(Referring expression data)
· · ·

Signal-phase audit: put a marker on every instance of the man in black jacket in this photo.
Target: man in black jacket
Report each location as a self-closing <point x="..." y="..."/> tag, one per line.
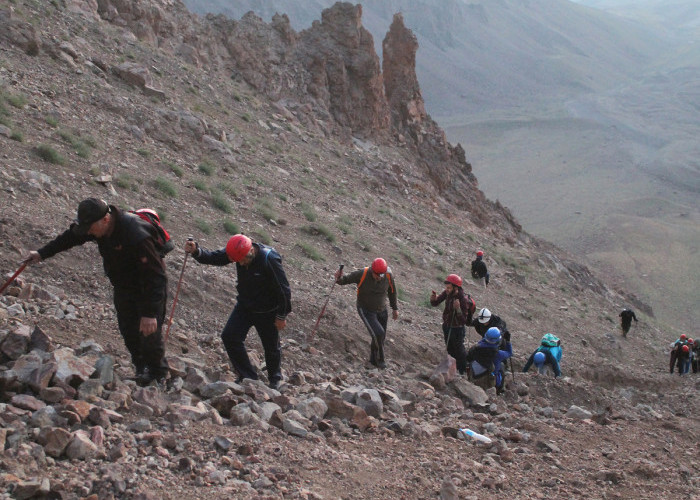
<point x="264" y="301"/>
<point x="479" y="269"/>
<point x="626" y="317"/>
<point x="134" y="264"/>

· · ·

Instructions to follow –
An exact reproduction of the data is required, with pictures excluded.

Written response –
Signal-phase audit: put a marker on every instance of the man in black jacket in this photo.
Target: man in black jacket
Report each location as a self-closing <point x="..." y="..."/> tag, one per line.
<point x="264" y="301"/>
<point x="479" y="269"/>
<point x="626" y="317"/>
<point x="134" y="264"/>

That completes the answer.